**Aim of the task**
How many lines in the entries below contain the word "motorcycle"? Give only the number.

**Listed entries**
***

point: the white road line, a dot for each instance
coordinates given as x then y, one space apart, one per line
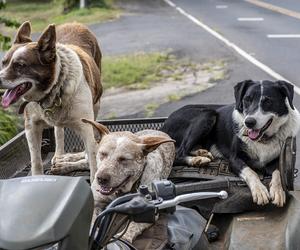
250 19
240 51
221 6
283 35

***

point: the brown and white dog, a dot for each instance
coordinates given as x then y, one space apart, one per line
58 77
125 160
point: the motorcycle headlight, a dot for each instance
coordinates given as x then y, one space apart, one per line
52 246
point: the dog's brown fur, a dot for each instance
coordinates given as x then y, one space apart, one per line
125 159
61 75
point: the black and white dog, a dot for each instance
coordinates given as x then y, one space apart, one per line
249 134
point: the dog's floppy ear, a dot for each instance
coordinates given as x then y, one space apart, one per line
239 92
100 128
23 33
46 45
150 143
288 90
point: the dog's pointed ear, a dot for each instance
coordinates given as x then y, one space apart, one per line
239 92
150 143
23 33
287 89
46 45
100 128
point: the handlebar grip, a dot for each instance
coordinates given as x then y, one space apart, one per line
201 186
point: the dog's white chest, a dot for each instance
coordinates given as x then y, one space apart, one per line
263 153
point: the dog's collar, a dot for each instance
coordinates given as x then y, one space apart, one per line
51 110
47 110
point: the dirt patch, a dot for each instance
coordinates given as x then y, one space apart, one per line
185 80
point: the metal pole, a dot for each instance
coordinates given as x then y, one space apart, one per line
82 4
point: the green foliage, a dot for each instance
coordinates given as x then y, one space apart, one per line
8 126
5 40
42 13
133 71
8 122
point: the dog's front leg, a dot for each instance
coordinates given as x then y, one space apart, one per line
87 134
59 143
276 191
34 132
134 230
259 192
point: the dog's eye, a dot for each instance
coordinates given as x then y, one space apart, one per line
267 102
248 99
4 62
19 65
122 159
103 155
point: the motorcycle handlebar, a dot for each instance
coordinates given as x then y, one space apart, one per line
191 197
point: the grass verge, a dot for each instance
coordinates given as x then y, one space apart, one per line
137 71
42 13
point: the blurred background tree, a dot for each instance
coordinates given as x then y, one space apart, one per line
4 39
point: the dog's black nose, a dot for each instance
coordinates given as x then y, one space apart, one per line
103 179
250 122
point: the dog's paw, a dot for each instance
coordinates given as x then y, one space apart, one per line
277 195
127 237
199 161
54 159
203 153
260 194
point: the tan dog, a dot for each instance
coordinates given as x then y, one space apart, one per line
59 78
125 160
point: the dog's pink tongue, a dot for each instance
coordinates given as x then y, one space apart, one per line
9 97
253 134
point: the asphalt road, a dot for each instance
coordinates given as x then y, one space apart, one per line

***

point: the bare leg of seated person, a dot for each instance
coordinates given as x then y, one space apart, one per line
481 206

***

**Output for this exercise**
2